* _Instruction_:
Can you write out the records from the beginning through the line containing "79 147 L 106", with "concrete support tower" replaced by "steel pylon" and everything else unchanged? Leave the pictures out of your answer.

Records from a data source
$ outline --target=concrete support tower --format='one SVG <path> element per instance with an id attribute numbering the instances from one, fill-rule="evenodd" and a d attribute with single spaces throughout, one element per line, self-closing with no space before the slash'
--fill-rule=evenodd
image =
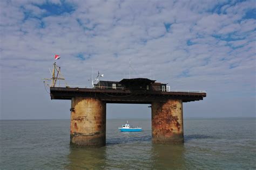
<path id="1" fill-rule="evenodd" d="M 79 147 L 106 145 L 106 103 L 92 97 L 72 98 L 70 144 Z"/>
<path id="2" fill-rule="evenodd" d="M 180 100 L 152 102 L 153 143 L 172 144 L 184 143 L 182 102 Z"/>

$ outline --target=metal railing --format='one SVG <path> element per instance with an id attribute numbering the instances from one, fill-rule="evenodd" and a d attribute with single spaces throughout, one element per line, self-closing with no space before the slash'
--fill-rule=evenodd
<path id="1" fill-rule="evenodd" d="M 109 89 L 109 90 L 125 90 L 124 87 L 116 87 L 116 88 L 113 88 L 111 87 L 107 87 L 107 86 L 95 86 L 94 88 L 92 88 L 91 86 L 87 87 L 85 86 L 80 86 L 80 85 L 56 85 L 55 87 L 65 87 L 65 88 L 87 88 L 87 89 Z M 153 90 L 149 90 L 149 91 L 162 91 L 162 89 L 161 88 L 159 89 L 154 89 Z M 166 92 L 186 92 L 186 93 L 206 93 L 206 91 L 205 90 L 172 90 L 170 89 L 170 91 L 167 91 L 166 89 L 165 89 L 165 91 Z"/>

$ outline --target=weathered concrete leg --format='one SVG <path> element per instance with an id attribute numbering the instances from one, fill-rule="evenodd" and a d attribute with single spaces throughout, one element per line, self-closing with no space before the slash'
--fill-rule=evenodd
<path id="1" fill-rule="evenodd" d="M 152 103 L 153 143 L 184 143 L 182 107 L 182 101 L 179 100 Z"/>
<path id="2" fill-rule="evenodd" d="M 81 147 L 106 145 L 106 103 L 90 97 L 71 101 L 70 144 Z"/>

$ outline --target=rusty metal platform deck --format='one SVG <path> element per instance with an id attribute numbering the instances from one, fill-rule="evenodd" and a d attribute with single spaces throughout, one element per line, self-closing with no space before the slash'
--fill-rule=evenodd
<path id="1" fill-rule="evenodd" d="M 96 97 L 107 103 L 151 104 L 170 99 L 181 100 L 183 102 L 203 100 L 206 93 L 159 91 L 100 89 L 80 88 L 51 87 L 52 100 L 71 100 L 74 97 Z"/>

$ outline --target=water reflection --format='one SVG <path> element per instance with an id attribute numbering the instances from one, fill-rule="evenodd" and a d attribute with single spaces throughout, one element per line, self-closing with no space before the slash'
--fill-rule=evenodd
<path id="1" fill-rule="evenodd" d="M 74 148 L 70 147 L 68 169 L 95 169 L 105 167 L 106 147 Z"/>
<path id="2" fill-rule="evenodd" d="M 185 168 L 184 145 L 152 144 L 153 168 L 183 169 Z"/>

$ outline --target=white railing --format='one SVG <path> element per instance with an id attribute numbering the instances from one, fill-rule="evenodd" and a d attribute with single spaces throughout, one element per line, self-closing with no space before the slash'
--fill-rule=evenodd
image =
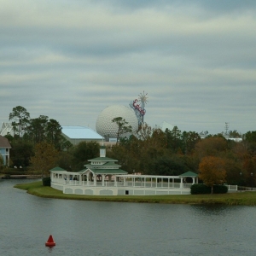
<path id="1" fill-rule="evenodd" d="M 64 180 L 59 178 L 53 178 L 52 183 L 63 183 L 73 186 L 84 186 L 84 187 L 134 187 L 134 188 L 157 188 L 157 189 L 189 189 L 191 187 L 191 183 L 183 183 L 181 188 L 180 183 L 155 183 L 155 182 L 144 182 L 144 181 L 121 181 L 121 182 L 114 182 L 114 181 L 104 181 L 102 183 L 102 181 L 97 181 L 95 183 L 94 181 L 79 181 L 79 180 Z M 229 190 L 237 190 L 237 186 L 229 186 Z"/>

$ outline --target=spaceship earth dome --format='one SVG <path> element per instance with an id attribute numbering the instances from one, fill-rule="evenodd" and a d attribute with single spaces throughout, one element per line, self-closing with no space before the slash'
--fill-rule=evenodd
<path id="1" fill-rule="evenodd" d="M 125 119 L 128 122 L 127 125 L 132 127 L 132 132 L 137 131 L 138 121 L 134 110 L 122 105 L 113 105 L 103 109 L 99 114 L 96 124 L 96 132 L 105 137 L 116 138 L 118 125 L 112 120 L 117 117 Z"/>

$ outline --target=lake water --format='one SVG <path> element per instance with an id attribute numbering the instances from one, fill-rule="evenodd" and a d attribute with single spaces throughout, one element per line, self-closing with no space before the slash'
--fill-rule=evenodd
<path id="1" fill-rule="evenodd" d="M 0 255 L 254 255 L 256 207 L 45 199 L 0 180 Z M 45 247 L 49 235 L 56 246 Z"/>

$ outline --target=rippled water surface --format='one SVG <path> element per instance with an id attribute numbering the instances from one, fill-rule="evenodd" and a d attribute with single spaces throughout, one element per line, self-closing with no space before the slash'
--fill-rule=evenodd
<path id="1" fill-rule="evenodd" d="M 44 199 L 0 181 L 0 255 L 254 255 L 256 207 Z M 44 246 L 52 235 L 56 246 Z"/>

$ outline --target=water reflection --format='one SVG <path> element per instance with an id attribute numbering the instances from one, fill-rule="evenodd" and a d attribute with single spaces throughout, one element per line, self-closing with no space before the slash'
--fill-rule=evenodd
<path id="1" fill-rule="evenodd" d="M 250 255 L 256 208 L 38 198 L 0 182 L 0 255 Z M 45 247 L 53 235 L 56 246 Z M 10 243 L 11 241 L 11 243 Z"/>

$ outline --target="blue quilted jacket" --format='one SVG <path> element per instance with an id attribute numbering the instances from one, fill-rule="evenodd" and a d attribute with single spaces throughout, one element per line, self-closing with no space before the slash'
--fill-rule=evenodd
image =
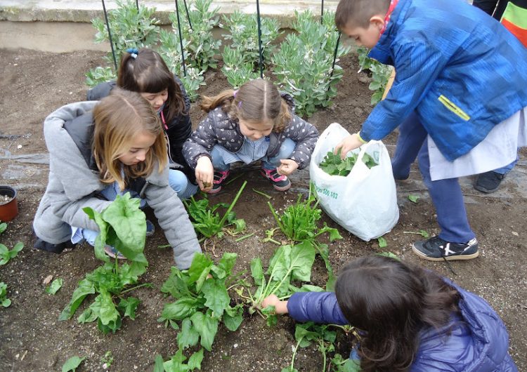
<path id="1" fill-rule="evenodd" d="M 453 316 L 442 328 L 421 332 L 410 372 L 517 372 L 507 352 L 509 335 L 497 314 L 479 295 L 448 284 L 461 295 L 461 316 Z M 287 310 L 299 321 L 348 324 L 333 292 L 294 293 Z"/>
<path id="2" fill-rule="evenodd" d="M 396 76 L 363 125 L 367 140 L 384 138 L 416 110 L 453 161 L 527 107 L 527 48 L 465 1 L 399 0 L 370 56 Z"/>

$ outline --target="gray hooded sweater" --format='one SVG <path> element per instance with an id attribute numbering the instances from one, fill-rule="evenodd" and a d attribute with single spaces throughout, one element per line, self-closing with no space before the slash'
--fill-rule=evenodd
<path id="1" fill-rule="evenodd" d="M 44 121 L 44 138 L 49 151 L 49 180 L 33 222 L 37 236 L 58 244 L 71 237 L 71 226 L 98 231 L 94 221 L 82 211 L 91 207 L 100 212 L 111 201 L 96 194 L 106 186 L 98 172 L 86 164 L 65 124 L 91 112 L 97 102 L 81 102 L 57 109 Z M 194 228 L 183 203 L 169 185 L 168 168 L 146 178 L 142 197 L 154 211 L 167 240 L 174 249 L 176 265 L 190 267 L 194 255 L 201 252 Z"/>

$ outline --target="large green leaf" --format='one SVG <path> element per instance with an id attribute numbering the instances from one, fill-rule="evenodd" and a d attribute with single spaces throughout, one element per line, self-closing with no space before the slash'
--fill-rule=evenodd
<path id="1" fill-rule="evenodd" d="M 201 313 L 200 313 L 201 314 Z M 178 333 L 178 347 L 183 350 L 197 344 L 200 333 L 193 326 L 190 318 L 186 318 L 181 322 L 181 331 Z"/>
<path id="2" fill-rule="evenodd" d="M 189 282 L 196 284 L 196 292 L 201 290 L 213 265 L 212 260 L 203 253 L 194 255 L 194 258 L 188 269 Z"/>
<path id="3" fill-rule="evenodd" d="M 138 260 L 136 256 L 143 253 L 146 239 L 146 218 L 139 205 L 140 200 L 126 192 L 122 197 L 117 195 L 101 213 L 122 244 L 115 248 L 133 261 Z"/>
<path id="4" fill-rule="evenodd" d="M 291 277 L 302 281 L 311 280 L 311 267 L 315 261 L 315 247 L 309 241 L 303 241 L 291 249 Z"/>
<path id="5" fill-rule="evenodd" d="M 229 331 L 236 331 L 243 321 L 243 305 L 237 305 L 234 307 L 228 307 L 223 313 L 223 324 Z"/>
<path id="6" fill-rule="evenodd" d="M 202 312 L 196 312 L 190 317 L 190 320 L 194 328 L 200 333 L 200 343 L 203 347 L 211 351 L 212 343 L 218 331 L 218 319 Z"/>
<path id="7" fill-rule="evenodd" d="M 79 358 L 77 355 L 74 357 L 72 357 L 66 361 L 66 362 L 63 365 L 62 372 L 70 372 L 70 371 L 75 371 L 75 369 L 80 365 L 81 363 L 82 363 L 82 361 L 84 361 L 86 359 L 86 357 L 84 358 Z"/>
<path id="8" fill-rule="evenodd" d="M 117 305 L 117 309 L 121 310 L 124 315 L 123 317 L 129 317 L 131 319 L 136 319 L 136 310 L 141 301 L 135 297 L 129 297 L 127 298 L 123 298 Z"/>

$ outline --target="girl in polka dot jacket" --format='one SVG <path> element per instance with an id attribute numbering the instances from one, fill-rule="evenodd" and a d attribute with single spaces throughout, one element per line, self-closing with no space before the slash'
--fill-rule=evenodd
<path id="1" fill-rule="evenodd" d="M 261 160 L 262 175 L 279 191 L 291 187 L 287 175 L 309 164 L 318 131 L 294 114 L 292 98 L 270 81 L 252 80 L 204 97 L 200 107 L 208 115 L 185 142 L 183 156 L 202 191 L 219 192 L 237 161 Z"/>

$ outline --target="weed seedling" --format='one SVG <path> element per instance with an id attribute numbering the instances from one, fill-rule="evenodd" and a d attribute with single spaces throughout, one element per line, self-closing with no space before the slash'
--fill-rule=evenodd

* _Complete output_:
$ outline --target=steel pylon --format='one SVG <path> element per instance with an id attribute numbering the instances from one, fill-rule="evenodd" and a d attribute with single spaces throughout, one element per line, self-closing with no space before the slash'
--fill-rule=evenodd
image =
<path id="1" fill-rule="evenodd" d="M 79 147 L 106 145 L 106 103 L 92 97 L 72 98 L 70 144 Z"/>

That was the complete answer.